(Beginning of PROVIDED DATA)
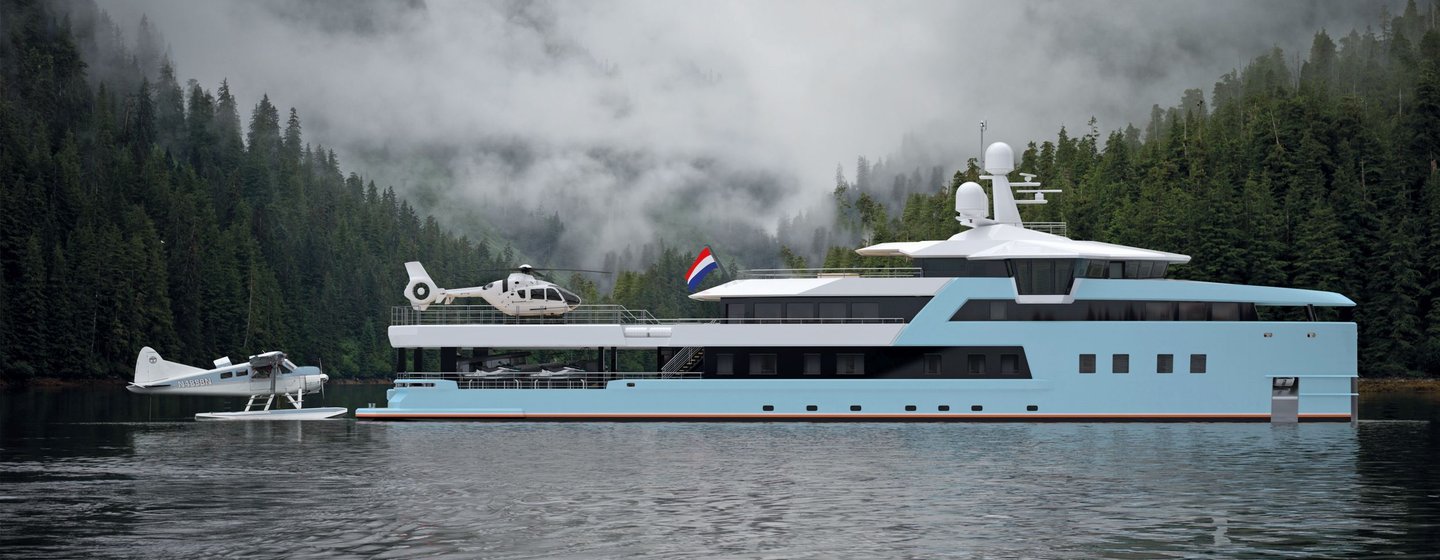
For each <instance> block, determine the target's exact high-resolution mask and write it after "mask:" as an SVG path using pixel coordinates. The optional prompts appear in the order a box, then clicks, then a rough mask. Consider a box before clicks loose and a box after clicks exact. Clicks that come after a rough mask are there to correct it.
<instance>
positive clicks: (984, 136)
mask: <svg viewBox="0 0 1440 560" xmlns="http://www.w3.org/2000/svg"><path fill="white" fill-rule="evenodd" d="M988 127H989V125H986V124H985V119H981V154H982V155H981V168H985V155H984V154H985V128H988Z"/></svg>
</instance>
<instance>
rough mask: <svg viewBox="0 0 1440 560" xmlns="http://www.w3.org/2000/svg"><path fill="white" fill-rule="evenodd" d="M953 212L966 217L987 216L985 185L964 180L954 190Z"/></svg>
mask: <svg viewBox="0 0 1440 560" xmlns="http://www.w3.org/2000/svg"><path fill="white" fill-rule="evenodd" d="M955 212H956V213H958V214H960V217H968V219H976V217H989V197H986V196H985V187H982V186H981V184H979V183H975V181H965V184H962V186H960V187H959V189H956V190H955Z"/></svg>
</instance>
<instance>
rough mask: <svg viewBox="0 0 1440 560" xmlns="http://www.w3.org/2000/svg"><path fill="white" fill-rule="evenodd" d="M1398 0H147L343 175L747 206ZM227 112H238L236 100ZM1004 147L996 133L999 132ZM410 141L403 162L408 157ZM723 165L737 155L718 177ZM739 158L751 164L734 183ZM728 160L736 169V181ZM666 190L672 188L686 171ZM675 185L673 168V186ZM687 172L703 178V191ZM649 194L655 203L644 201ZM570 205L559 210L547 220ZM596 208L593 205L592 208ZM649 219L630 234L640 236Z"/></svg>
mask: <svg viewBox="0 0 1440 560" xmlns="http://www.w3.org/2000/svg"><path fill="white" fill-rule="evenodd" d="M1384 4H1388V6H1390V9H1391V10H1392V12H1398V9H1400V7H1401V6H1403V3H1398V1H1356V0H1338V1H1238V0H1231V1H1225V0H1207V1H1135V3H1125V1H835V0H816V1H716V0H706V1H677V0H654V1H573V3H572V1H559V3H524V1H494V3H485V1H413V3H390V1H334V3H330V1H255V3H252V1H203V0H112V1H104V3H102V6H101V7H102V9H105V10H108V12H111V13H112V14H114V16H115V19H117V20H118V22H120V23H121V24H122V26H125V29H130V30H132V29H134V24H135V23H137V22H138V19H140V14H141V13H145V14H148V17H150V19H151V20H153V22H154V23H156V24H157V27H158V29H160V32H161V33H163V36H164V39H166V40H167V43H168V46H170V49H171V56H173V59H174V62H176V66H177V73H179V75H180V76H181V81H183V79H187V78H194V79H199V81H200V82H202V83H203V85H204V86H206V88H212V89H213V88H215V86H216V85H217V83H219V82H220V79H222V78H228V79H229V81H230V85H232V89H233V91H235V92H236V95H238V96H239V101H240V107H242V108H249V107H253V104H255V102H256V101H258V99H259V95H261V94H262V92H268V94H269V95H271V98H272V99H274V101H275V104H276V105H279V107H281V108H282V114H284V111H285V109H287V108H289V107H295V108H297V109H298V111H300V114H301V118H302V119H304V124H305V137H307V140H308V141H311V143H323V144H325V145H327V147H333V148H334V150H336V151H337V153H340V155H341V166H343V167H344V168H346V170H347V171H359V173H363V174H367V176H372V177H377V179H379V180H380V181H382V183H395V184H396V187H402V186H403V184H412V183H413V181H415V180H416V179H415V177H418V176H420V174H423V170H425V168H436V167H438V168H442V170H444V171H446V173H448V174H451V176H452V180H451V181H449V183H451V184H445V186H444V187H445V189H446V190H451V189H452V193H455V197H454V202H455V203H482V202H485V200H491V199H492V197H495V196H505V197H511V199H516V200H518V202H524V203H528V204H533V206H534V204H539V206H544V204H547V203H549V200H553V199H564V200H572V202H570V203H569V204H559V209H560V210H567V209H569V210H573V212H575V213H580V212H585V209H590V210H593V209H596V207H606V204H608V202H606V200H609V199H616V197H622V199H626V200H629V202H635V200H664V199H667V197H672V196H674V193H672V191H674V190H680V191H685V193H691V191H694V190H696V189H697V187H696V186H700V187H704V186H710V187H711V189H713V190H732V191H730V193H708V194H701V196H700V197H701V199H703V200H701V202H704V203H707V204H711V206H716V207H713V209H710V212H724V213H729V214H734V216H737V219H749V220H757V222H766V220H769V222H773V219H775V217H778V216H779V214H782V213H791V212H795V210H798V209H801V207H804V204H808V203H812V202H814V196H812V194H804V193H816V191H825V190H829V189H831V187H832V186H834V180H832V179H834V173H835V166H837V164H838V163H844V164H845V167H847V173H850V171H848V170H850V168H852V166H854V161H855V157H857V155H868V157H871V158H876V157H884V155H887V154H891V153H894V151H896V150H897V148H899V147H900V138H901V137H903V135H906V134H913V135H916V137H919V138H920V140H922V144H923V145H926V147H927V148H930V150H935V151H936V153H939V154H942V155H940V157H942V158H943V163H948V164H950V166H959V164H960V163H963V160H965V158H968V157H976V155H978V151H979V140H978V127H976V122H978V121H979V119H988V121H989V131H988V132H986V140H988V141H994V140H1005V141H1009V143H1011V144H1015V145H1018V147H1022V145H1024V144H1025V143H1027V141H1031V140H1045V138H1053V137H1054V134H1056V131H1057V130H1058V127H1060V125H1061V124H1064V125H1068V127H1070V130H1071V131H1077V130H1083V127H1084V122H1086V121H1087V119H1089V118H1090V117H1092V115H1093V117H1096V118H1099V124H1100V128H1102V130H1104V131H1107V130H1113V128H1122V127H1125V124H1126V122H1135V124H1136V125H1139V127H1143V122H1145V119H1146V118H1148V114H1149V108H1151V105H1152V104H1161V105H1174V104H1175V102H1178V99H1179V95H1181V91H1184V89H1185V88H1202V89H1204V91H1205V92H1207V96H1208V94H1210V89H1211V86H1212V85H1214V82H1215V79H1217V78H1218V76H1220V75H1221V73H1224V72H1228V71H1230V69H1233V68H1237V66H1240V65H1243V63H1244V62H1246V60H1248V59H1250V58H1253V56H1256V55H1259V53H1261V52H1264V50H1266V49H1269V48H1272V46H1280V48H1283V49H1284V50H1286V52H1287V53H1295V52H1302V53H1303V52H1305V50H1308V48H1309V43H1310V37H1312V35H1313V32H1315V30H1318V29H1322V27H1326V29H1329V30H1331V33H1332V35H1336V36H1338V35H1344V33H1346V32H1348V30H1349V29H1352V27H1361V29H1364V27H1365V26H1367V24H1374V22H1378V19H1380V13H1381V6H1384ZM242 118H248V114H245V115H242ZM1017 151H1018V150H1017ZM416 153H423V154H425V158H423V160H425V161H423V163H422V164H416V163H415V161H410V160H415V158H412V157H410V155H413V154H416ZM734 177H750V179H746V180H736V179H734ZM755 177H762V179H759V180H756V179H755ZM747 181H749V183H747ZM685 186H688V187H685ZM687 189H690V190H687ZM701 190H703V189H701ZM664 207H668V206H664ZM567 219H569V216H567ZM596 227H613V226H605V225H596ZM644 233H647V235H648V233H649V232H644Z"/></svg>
(End of PROVIDED DATA)
> [TASK ITEM]:
Each entry, start to finish, goes into your copy exactly; the pictures stay out.

> [EXERCISE RESULT]:
For each <instance> block, determine the target's exact high-resolution mask and write it after "mask:" as an SVG path using pixel coordinates. The optional prompts appear in the order a box, then clicks, then a rough mask. Consider a box before clicks loose and a box after clicks exact. Clicks that come after a rough mask are there to correct it.
<instance>
positive clicks: (984, 136)
mask: <svg viewBox="0 0 1440 560" xmlns="http://www.w3.org/2000/svg"><path fill="white" fill-rule="evenodd" d="M988 127H989V125H986V124H985V119H981V154H982V155H981V168H985V155H984V154H985V128H988Z"/></svg>
</instance>
<instance>
rough mask: <svg viewBox="0 0 1440 560" xmlns="http://www.w3.org/2000/svg"><path fill="white" fill-rule="evenodd" d="M953 212L966 217L987 216L985 185L964 180L954 190Z"/></svg>
mask: <svg viewBox="0 0 1440 560" xmlns="http://www.w3.org/2000/svg"><path fill="white" fill-rule="evenodd" d="M955 212H956V213H958V214H960V217H968V219H976V217H989V197H986V196H985V187H982V186H981V184H979V183H975V181H965V184H962V186H960V187H959V189H956V190H955Z"/></svg>
</instance>
<instance>
rough mask: <svg viewBox="0 0 1440 560" xmlns="http://www.w3.org/2000/svg"><path fill="white" fill-rule="evenodd" d="M1398 0H147L343 175L747 206ZM227 112H238L236 100ZM1004 147L996 133L999 132ZM410 141L403 162L408 157ZM723 165L737 155L718 177ZM739 158L751 164L734 183ZM728 160L736 169V181ZM666 190L672 188L686 171ZM675 185L673 168V186ZM687 172L703 178V191ZM649 194L655 203L644 201ZM570 205L559 210L547 220ZM596 208L593 205L592 208ZM649 219L630 234L640 236Z"/></svg>
mask: <svg viewBox="0 0 1440 560" xmlns="http://www.w3.org/2000/svg"><path fill="white" fill-rule="evenodd" d="M1384 4H1388V6H1390V9H1391V10H1392V12H1398V9H1400V7H1401V6H1403V3H1398V1H1356V0H1338V1H1238V0H1231V1H1225V0H1207V1H1135V3H1125V1H835V0H816V1H716V0H706V1H677V0H654V1H573V3H572V1H559V3H524V1H494V3H485V1H413V3H390V1H334V3H330V1H255V3H252V1H203V0H112V1H104V3H102V6H101V7H102V9H105V10H108V12H111V13H112V14H114V16H115V19H117V20H118V22H120V23H121V24H122V26H125V29H130V30H132V29H134V24H135V23H137V22H138V19H140V14H141V13H145V14H148V17H150V19H151V20H153V22H154V23H156V24H157V27H158V29H160V32H161V33H163V36H164V39H166V40H167V43H168V46H170V49H171V56H173V59H174V62H176V66H177V73H179V75H180V76H181V81H183V79H187V78H194V79H199V81H200V82H202V83H203V85H204V86H206V88H212V89H213V88H215V86H216V85H217V83H219V82H220V79H222V78H228V79H229V81H230V85H232V89H233V91H235V92H236V95H238V96H239V101H240V107H242V108H249V107H253V104H255V102H256V101H258V99H259V95H261V94H262V92H268V94H269V95H271V98H272V99H274V101H275V104H276V105H279V107H281V108H282V114H284V111H285V109H287V108H289V107H295V108H297V109H298V111H300V114H301V118H302V119H304V124H305V137H307V140H308V141H311V143H323V144H325V145H327V147H333V148H334V150H336V151H337V153H340V155H341V166H343V167H344V168H346V170H347V171H359V173H363V174H367V176H372V177H377V179H379V180H380V181H382V183H395V184H396V187H402V186H403V184H412V183H413V181H415V180H416V179H415V177H418V176H420V174H423V170H425V168H436V167H438V168H442V170H444V171H446V173H448V174H451V176H452V180H451V181H449V183H451V184H445V186H444V187H445V189H446V190H451V189H452V193H455V197H454V202H455V203H482V202H485V200H491V199H492V197H495V196H505V197H511V199H516V200H518V202H524V203H528V204H533V206H534V204H539V206H544V204H547V203H549V200H553V199H564V200H572V202H570V203H569V204H559V209H560V210H567V209H569V210H573V212H575V213H580V212H585V209H590V210H593V209H596V207H606V204H608V202H606V200H609V199H616V197H622V199H626V200H629V202H635V200H664V199H667V197H672V196H674V193H672V191H674V190H680V191H685V193H691V191H694V190H696V189H697V187H696V186H700V187H704V186H710V187H711V189H713V190H732V191H730V193H708V194H701V196H700V197H701V199H703V200H701V202H704V203H707V204H711V206H716V207H713V209H710V212H724V213H729V214H734V216H737V219H749V220H757V222H766V220H769V222H773V219H775V217H778V216H779V214H782V213H791V212H795V210H798V209H801V207H804V204H808V203H812V202H814V196H812V194H804V193H816V191H825V190H829V189H831V187H832V186H834V180H832V179H834V173H835V166H837V164H838V163H844V164H845V167H847V173H850V171H848V170H850V168H852V166H854V161H855V157H857V155H868V157H871V158H876V157H884V155H887V154H891V153H894V151H896V150H897V148H899V147H900V138H901V137H903V135H906V134H913V135H916V137H919V138H920V140H922V144H923V145H926V147H927V148H930V150H935V151H936V153H939V154H942V155H940V157H942V158H943V163H948V164H950V166H959V164H960V163H963V160H965V158H968V157H976V155H978V151H979V140H978V127H976V122H978V121H979V119H988V121H989V131H988V132H986V140H988V141H994V140H1005V141H1009V143H1011V144H1015V145H1018V147H1022V145H1024V144H1025V143H1027V141H1031V140H1045V138H1053V137H1054V134H1056V131H1057V130H1058V127H1060V125H1061V124H1064V125H1068V127H1070V130H1071V131H1077V130H1083V127H1084V122H1086V121H1087V119H1089V118H1090V117H1092V115H1093V117H1096V118H1099V124H1100V128H1102V130H1104V131H1107V130H1113V128H1122V127H1125V124H1126V122H1135V124H1136V125H1139V127H1143V122H1145V119H1146V118H1148V114H1149V108H1151V105H1152V104H1161V105H1174V104H1175V102H1178V99H1179V95H1181V91H1184V89H1185V88H1202V89H1204V91H1205V92H1207V96H1208V94H1210V89H1211V86H1212V85H1214V82H1215V79H1217V78H1218V76H1220V75H1221V73H1224V72H1228V71H1230V69H1233V68H1237V66H1240V65H1243V63H1244V62H1246V60H1248V59H1250V58H1253V56H1256V55H1259V53H1261V52H1264V50H1266V49H1269V48H1272V46H1280V48H1283V49H1284V50H1286V52H1287V53H1295V52H1302V53H1303V52H1305V50H1308V48H1309V43H1310V37H1312V35H1313V32H1315V30H1318V29H1322V27H1326V29H1329V30H1331V33H1332V35H1336V36H1338V35H1344V33H1346V32H1348V30H1349V29H1352V27H1361V29H1364V27H1365V26H1367V24H1374V22H1378V19H1380V13H1381V6H1384ZM242 118H248V114H245V115H242ZM1017 151H1018V150H1017ZM416 153H423V154H425V158H423V160H425V161H423V163H422V164H416V163H415V161H410V160H415V158H412V157H410V155H413V154H416ZM734 177H750V179H746V180H736V179H734ZM755 177H762V179H759V180H756V179H755ZM747 181H749V183H747ZM685 186H688V187H685ZM687 189H690V190H687ZM701 190H703V189H701ZM664 207H668V206H664ZM567 219H569V216H567ZM596 227H613V226H605V225H596ZM644 233H647V235H648V233H649V232H644Z"/></svg>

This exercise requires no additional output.